- **Document segment**
Of course, there is benefit in not just having diverse boards, but also that industry participants and the public are aware of how diverse boards of our registrants are. In this vein, the CFTC should require, to the extent allowed by law, companies to disclose the percentage of women and minorities who serve as either board members or senior managers. Not only will requiring disclosure of this information give the public increased confidence that boards are, in fact, taking steps to increase their diversity, but it should also encourage boards to be more aggressive in their efforts as well. As with most things, the knowledge that a company’s progress in this space will become public can be a powerful motivator.
VI. Require SEFs to turn over their surveillance and enforcement functions to the NFA or another SRO. Alternatively, require SEFs to become members of NFA.
Board reform is not the only mechanism for improving corporate governance. To further reduce the fixation on quarterly capitalism, swap execution facilities, or SEFs, also need improvement. Specifically, all SEFs should be under one self-regulatory organization (SRO). Each SEF generally should not be its own SRO; there should be an SRO for all the SEFs, whether that is the NFA or some other SRO. While this would require a statutory change, this reform comes with multiple benefits, both on the corporate governance side and on the firms’ balance sheets. First, this will increase the efficiency of enforcement mechanisms. Because the NFA will be making the enforcement decisions, SEFs will be less conflicted in their decisions.

- **Activity list**
1. Print the corporate governance passage from "Of course, there" to "members of NFA.".
2. Please continue the corporate governance passage from the point where it ends.
The records that come next have nothing to do with the corporate governance passage.

- **Supplied information**
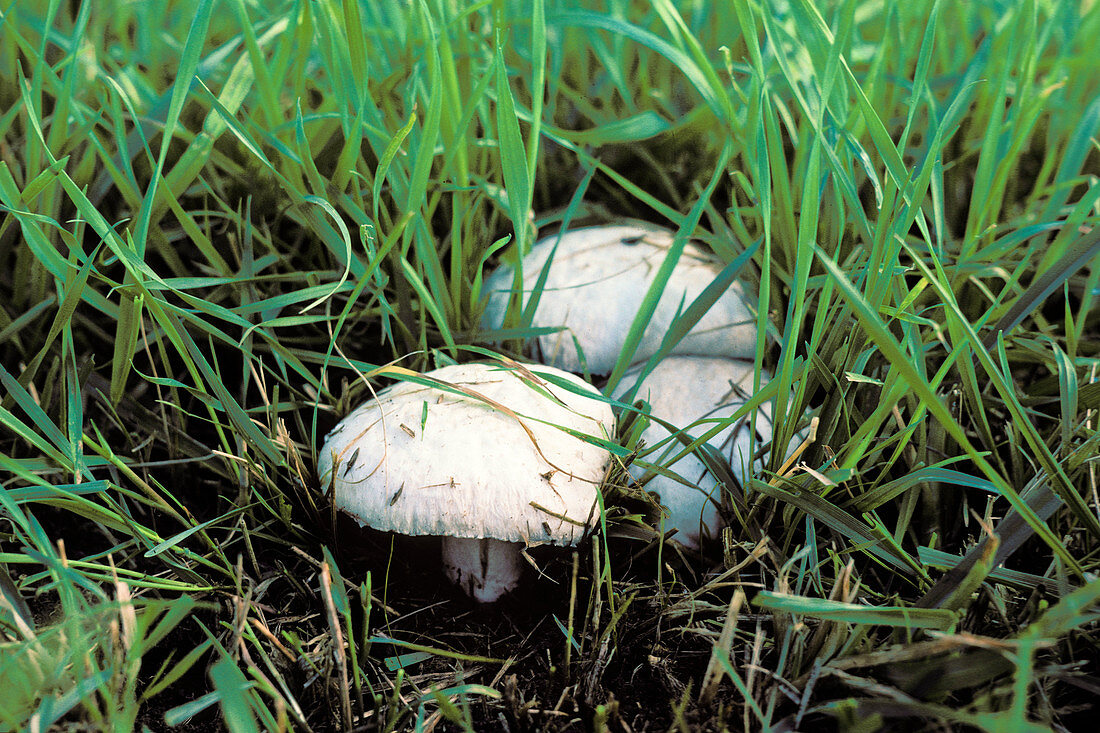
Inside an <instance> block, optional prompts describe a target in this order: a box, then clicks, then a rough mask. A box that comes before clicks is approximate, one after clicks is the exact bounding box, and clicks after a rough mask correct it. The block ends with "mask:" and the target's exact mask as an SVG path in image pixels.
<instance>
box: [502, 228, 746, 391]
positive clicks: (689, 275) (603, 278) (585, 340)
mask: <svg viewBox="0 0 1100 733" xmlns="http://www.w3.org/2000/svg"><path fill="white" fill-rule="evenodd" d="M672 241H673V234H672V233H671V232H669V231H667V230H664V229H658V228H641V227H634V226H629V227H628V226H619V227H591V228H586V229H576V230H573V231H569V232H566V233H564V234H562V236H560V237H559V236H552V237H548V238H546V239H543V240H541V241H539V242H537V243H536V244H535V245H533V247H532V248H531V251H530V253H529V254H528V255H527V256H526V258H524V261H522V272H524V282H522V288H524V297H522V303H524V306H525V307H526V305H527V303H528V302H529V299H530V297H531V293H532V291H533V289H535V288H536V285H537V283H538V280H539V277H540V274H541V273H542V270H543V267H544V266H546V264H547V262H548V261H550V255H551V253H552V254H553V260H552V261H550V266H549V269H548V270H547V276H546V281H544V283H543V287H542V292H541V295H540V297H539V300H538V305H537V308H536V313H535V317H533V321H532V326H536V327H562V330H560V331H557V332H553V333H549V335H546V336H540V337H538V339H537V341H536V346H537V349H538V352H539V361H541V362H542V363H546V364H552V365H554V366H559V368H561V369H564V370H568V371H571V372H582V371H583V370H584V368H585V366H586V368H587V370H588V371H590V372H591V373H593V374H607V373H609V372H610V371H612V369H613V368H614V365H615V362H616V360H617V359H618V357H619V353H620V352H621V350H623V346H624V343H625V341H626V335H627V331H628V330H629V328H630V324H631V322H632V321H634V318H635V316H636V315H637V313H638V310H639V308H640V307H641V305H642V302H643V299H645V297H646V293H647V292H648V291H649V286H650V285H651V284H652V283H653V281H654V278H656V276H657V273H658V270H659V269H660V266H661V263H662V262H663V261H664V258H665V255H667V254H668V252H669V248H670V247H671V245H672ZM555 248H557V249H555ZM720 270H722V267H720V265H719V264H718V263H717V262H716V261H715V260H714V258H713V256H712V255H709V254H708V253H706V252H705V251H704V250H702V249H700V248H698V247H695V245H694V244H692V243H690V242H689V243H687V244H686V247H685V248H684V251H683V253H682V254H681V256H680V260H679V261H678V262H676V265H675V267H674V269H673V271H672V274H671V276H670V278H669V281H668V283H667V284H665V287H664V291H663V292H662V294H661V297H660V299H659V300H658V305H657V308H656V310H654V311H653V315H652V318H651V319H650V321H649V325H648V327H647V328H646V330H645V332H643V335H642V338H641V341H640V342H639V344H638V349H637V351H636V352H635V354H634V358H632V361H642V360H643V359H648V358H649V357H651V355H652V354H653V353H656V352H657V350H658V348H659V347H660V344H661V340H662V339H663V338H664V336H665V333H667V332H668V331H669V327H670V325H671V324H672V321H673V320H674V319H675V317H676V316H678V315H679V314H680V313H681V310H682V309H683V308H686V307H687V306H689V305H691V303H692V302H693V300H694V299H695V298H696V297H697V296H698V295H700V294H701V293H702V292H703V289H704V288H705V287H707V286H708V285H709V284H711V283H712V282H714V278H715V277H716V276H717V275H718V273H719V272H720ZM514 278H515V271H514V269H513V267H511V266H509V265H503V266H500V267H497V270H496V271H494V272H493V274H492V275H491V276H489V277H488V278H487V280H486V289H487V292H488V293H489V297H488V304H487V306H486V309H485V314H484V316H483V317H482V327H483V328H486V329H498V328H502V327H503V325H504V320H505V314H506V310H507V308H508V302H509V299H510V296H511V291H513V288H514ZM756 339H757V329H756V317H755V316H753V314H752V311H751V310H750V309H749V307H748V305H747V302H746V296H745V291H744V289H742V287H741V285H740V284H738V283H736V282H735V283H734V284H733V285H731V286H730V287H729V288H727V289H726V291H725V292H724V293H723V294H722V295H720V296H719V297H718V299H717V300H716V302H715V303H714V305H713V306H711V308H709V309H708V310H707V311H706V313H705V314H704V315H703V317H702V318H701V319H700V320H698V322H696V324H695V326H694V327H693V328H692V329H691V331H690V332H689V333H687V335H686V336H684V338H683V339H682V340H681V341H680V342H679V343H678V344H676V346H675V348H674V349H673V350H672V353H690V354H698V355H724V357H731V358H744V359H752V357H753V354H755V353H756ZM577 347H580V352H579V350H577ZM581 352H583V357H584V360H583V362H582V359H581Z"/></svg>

- **Expected outputs**
1.
Of course, there is benefit in not just having diverse boards, but also that industry participants and the public are aware of how diverse boards of our registrants are. In this vein, the CFTC should require, to the extent allowed by law, companies to disclose the percentage of women and minorities who serve as either board members or senior managers. Not only will requiring disclosure of this information give the public increased confidence that boards are, in fact, taking steps to increase their diversity, but it should also encourage boards to be more aggressive in their efforts as well. As with most things, the knowledge that a company’s progress in this space will become public can be a powerful motivator.
VI. Require SEFs to turn over their surveillance and enforcement functions to the NFA or another SRO. Alternatively, require SEFs to become members of NFA.

2.
Next, eliminating the unnecessary duplication in surveillance and enforcement functions for every SEF will reduce costs to the SEFs themselves. This will also standardize the rules throughout the marketplace, reducing transaction costs and increasing transparency for market participants.
VII. Require registration and testing of swap intermediaries.
CFTC should also require registration and testing of all swap intermediaries. Registration could either be with the CFTC, the NFA, or another SRO. Increasing registration requirements would give the CFTC more information about who exactly is intermediating trades for the market. This will help to determine who the participants are and if their actions are appropriate.
As for testing swap intermediaries, the CFTC needs to take action to craft a robust testing regime. FINRA, the Financial Industry Regulatory Authority, which regulates broker-dealers, already has testing requirements, including the Series 7 and Series 63, to register as a securities representative. The NFA requires the Series 3 National Commodity Futures Examination in order to register as a sole proprietor or associated person of an FCM, RFED, IB, CTO, or CTA. However, people are exempt from this examination if their activities or the firms’ activities are solely limited to trading or brokering swaps.12 There is no good reason why a person must take a detailed examination before he can become a futures broker, but the same person can become a swaps broker without ever having to sit for even a five minute examination. That just doesn’t make any sense.13
Registration and testing requirements will help companies focus on their long term health by giving them the ability to identify and retain quality employees. These requirements will also enable companies to remove people willing to take on excessive risk to the detriment of the company and its clients.
At the very least, given that the SEC14 and Department of Labor15 are in the process of implementing fiduciary duties for entities they regulate, the CFTC should take stock of their rules and see if we can’t replicate those rules in the derivatives space. This would have the benefit of increasing standardization across the financial industry, thereby reducing compliance costs.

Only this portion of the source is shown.